(Task to carry out) Will you copy out the entries word for word, starting at the line that contains "the pool coping." and continuing through the last of the entries?

(Entries from a point labeling set)

☆ ☆ ☆ ☆ ☆

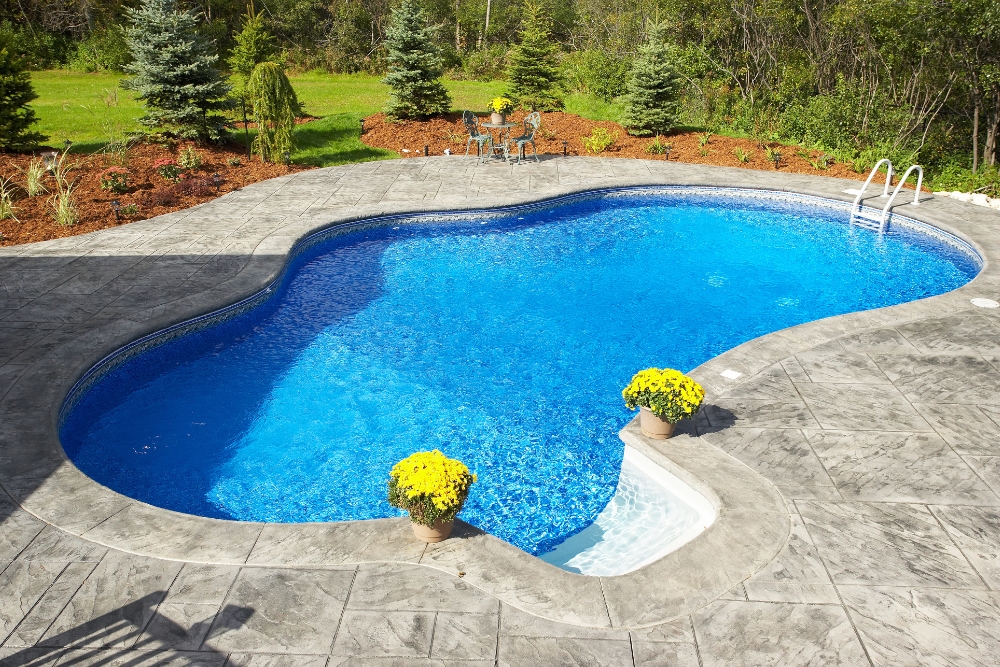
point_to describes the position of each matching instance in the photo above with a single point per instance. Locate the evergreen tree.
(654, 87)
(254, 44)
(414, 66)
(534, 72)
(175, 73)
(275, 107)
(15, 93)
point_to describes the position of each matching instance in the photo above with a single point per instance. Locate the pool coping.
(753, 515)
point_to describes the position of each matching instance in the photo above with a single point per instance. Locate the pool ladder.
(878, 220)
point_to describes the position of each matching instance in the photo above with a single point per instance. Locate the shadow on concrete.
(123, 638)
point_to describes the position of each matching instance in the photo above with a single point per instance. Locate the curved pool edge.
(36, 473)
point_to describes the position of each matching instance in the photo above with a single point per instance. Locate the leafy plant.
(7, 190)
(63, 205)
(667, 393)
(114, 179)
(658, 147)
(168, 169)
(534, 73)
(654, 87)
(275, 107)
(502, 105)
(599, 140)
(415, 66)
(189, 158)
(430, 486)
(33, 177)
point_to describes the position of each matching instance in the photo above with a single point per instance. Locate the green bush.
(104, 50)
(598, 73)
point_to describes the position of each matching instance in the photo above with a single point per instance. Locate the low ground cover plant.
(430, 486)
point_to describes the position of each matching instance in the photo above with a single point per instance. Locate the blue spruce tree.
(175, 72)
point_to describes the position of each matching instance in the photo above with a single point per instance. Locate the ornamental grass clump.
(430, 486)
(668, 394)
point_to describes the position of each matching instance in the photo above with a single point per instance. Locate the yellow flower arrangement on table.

☆ ☆ ☆ ☆ ☆

(Solution)
point_to describes the position of each matching instance in the photo above with a single point per instance. Locate the pool coping.
(753, 515)
point_to describes the position of each matching instance in the photo above with a single point per instance. Locate the pool ladder.
(878, 220)
point_to describes the position of each matching instance in the photo above with a single point per instance. Locate the shadow on concrete.
(123, 638)
point_to describes the position of each matching instance in the photo above with a single point per instance. Locate the curved pool edge.
(36, 473)
point_to describes the position of each matching instance in the photo above with a single point per instance. Locate the leafy plant.
(7, 190)
(63, 205)
(667, 393)
(114, 179)
(658, 147)
(168, 169)
(534, 73)
(654, 87)
(275, 107)
(502, 105)
(599, 140)
(415, 66)
(189, 158)
(430, 486)
(33, 177)
point_to describes the position of each matching instance in the photo above with a single point per instance. Locate the green bush.
(104, 50)
(598, 73)
point_to describes the position of each matching instance in the photo above with a single point per instance. Locate the low ground cover plant.
(430, 486)
point_to describes the position of each matching instance in the photo above with a single point per instance. Locate the blue spruce tree.
(175, 72)
point_to describes the position of each matching instance in the photo above with a single point per instance. Locate the ornamental grass clump.
(430, 486)
(668, 394)
point_to describes the position of each matching instance in the photo above with a single point per instance. Locate the yellow flower arrangement on table.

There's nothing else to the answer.